- **Activity**:
Extend the news article on the Netherwood Day Centre closure fight, picking up right after its last sentence.

The Independent London Newspaper
19th May 2019

Protesters fight third bid to close West Hampstead dementia care centre

    Camden has been warned shutting down the Netherwood Day Centre would be a 'backward step'

    Published: 12 January, 2017

    CAMPAIGNERS have swung back into action after the council launched a third move to close a dementia day centre.

    The Friends of ­Netherwood Day Centre say they will not let the Town Hall sell off and shut down the specially designed building in West Hampstead without a fight.

    Family carer and ­journalist Jane Clinton, who has led two ­successful campaigns to stop the closure of Netherwood since 2011, has questioned statistics informing the latest ­closure plan.

    She said: “Camden have realised the error of their ways on this twice already – are they really going to go through this again?”

    The council announced its “preferred option” is to move all old people’s day centre services – Netherwood, Raglan in Kentish Town and Charlie Ratchford Centre, Chalk Farm – into an “older people’s hub” in a newly refurbished Kingsgate Resource Centre, West Hampstead.

    Netherwood is Camden’s only specially built day centre for people diagnosed with dementia.  Its large garden and spacious, welcoming rooms have long made it a jewel in the crown of the borough’s dementia daycare.

    But the large site and position by railway land and close to Brondesbury overground station has made it a prime target for council valuers.

    Labour ward councillor Thomas Gardiner said: “We [Kilburn ward councillors] think that options other than closure should be looked at more closely. There are rising levels of dementia nationally and locally.

- **Extracted data**:
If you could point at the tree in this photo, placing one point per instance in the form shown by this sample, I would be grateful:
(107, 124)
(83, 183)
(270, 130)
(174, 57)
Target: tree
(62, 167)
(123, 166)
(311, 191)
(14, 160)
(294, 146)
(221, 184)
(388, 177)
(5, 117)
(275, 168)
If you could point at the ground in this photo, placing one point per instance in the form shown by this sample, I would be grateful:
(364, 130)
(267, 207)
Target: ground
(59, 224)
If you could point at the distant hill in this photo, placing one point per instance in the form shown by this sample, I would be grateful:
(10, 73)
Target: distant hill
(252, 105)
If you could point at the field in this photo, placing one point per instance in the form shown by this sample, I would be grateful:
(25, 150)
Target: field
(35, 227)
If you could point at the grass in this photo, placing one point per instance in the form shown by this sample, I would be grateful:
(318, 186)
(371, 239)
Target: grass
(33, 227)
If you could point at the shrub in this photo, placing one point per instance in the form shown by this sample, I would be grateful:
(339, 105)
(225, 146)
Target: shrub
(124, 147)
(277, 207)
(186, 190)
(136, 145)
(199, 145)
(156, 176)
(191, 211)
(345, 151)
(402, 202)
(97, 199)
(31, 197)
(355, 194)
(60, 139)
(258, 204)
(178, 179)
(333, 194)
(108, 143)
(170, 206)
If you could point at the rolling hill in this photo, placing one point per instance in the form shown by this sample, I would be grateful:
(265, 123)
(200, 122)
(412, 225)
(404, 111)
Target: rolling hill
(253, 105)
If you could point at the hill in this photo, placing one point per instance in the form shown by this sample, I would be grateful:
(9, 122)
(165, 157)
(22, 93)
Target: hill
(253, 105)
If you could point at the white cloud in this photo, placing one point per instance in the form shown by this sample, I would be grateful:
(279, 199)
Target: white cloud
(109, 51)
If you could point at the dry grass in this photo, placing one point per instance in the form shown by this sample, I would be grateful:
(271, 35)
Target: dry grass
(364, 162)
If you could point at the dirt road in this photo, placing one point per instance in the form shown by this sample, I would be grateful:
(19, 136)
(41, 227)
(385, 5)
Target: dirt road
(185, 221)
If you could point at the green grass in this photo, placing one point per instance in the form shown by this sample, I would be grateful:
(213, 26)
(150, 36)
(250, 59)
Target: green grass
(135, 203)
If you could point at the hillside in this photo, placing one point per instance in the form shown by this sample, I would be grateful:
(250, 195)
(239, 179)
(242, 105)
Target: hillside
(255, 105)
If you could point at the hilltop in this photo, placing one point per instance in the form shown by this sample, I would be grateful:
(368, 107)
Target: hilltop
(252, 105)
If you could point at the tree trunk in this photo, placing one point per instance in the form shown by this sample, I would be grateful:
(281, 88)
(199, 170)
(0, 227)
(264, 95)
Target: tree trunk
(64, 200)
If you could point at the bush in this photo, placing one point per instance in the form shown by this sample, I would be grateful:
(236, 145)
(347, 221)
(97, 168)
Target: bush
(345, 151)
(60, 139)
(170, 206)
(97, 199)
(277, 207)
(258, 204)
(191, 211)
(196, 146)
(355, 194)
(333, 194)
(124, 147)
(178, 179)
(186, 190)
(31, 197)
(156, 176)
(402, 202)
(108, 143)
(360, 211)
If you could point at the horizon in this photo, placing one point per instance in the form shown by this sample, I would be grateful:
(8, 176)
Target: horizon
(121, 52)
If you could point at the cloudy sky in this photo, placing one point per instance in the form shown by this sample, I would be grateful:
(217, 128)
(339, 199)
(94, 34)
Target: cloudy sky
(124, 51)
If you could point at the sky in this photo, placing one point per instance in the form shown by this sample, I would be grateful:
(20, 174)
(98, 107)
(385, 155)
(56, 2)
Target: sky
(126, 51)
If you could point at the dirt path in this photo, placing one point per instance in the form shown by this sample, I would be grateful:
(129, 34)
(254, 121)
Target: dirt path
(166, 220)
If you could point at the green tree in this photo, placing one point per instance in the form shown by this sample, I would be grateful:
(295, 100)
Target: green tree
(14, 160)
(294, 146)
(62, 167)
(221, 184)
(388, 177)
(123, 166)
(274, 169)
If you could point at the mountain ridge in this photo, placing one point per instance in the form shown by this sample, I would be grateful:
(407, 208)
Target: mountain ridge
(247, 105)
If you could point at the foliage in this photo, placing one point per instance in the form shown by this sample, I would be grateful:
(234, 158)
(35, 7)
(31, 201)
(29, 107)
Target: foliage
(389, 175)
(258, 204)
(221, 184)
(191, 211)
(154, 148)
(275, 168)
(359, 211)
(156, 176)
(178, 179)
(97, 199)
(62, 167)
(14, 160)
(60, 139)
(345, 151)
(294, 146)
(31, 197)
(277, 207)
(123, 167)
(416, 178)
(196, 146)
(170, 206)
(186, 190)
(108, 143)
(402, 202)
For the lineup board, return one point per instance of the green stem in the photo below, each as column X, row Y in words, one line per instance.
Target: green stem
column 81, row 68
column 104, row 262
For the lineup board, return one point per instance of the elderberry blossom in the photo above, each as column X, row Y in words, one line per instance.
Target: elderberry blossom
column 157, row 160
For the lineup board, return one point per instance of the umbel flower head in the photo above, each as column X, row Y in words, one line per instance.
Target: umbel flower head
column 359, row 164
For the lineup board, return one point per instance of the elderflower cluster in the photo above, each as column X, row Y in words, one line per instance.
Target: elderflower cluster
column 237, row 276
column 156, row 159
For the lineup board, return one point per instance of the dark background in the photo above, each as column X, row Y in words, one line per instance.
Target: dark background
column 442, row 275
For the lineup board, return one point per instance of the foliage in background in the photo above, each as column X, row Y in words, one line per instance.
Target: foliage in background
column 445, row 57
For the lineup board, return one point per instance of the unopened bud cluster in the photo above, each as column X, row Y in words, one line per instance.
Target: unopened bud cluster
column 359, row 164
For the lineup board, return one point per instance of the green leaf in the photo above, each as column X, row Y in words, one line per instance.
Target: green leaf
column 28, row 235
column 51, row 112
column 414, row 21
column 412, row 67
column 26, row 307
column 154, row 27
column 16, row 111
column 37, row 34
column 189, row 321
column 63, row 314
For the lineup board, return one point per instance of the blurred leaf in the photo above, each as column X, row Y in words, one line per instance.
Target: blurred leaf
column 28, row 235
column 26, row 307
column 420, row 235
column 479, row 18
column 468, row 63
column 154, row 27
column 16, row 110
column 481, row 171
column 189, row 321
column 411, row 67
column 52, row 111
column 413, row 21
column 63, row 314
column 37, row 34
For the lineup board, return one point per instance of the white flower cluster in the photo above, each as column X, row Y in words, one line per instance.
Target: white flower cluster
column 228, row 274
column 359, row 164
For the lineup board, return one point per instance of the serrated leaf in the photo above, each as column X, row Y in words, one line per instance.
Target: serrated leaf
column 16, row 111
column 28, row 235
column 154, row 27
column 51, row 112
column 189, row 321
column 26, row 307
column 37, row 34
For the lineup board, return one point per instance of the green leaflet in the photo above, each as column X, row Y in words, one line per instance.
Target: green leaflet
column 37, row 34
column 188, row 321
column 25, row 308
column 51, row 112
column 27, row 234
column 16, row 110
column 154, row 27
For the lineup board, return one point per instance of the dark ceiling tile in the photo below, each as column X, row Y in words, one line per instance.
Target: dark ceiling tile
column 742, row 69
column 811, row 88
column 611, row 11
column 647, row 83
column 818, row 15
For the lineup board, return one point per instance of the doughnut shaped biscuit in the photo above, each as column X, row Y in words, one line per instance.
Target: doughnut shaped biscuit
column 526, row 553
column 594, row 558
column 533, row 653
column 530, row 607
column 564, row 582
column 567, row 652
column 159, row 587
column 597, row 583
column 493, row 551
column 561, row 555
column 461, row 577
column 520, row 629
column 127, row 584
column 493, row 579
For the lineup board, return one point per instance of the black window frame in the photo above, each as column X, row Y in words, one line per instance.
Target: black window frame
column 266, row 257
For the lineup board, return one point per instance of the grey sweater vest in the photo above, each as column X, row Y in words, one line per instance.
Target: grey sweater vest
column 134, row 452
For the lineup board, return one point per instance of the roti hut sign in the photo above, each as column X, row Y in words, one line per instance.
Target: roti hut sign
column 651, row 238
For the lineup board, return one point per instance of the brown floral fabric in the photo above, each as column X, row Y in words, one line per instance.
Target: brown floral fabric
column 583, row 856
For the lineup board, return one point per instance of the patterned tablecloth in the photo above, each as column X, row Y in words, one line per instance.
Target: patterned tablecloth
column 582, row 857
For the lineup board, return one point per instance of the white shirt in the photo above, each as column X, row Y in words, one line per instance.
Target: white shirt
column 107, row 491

- **Exercise output**:
    “We think it would be a really backward step to close the only specially built dementia centre in the borough.”

    His colleagues in the cabinet, however, have warned that the council’s funding from central government has halved since 2010, leading to difficult decisions.

    Back in 2012, a glittering array of A-list celebrities including Ricky Gervais, Benedict Cumberbatch, the late Terry Pratchett, violinist Nigel Kennedy, actors Robert Powell and Ray Winstone, backed the campaign to save Netherwood, while Roundhouse boss Sir Torquil Norman spoke up at heated public meetings. 

    The Town Hall say there has been a “sustained decline” in Camden day service use in the last two years, producing figures that show a fall of 893 to 782 members across the borough between 2014 and 2016. New joiners are also down, it said. 

    Ms Clinton believes there are potentially flaws in Camden’s information and that referrals had been intentionally slowed in recent years to give the impression of waning interest. 

    Many at Nether­wood had joined through word of mouth, she said.

    Day centre users at Charlie Ratchford were due to get a new centre in a development there, but under the new Kingsgate plans “a day centre in the new Charlie Ratchford development would not be built”. 

    In a statement, Camden’s social services chief, Councillor Georgia Gould, said: “There is a growing national crisis in adult social care and, without more funding from the government, we must take action to maintain high-quality care for our residents.

    “The number of people using our day centres has reduced over recent years, and we also have several day centres which offer similar services. 

    “We are proposing to reduce the number of day centres from which we provide services, without reducing the level of care we provide to our older people. 

    “For some people, this may mean that their current service would be provided from a different building. 

    “We will fully consult on these proposals and we urge service-users, their carers and families to have their say so that we can agree the best possible future arrangement.”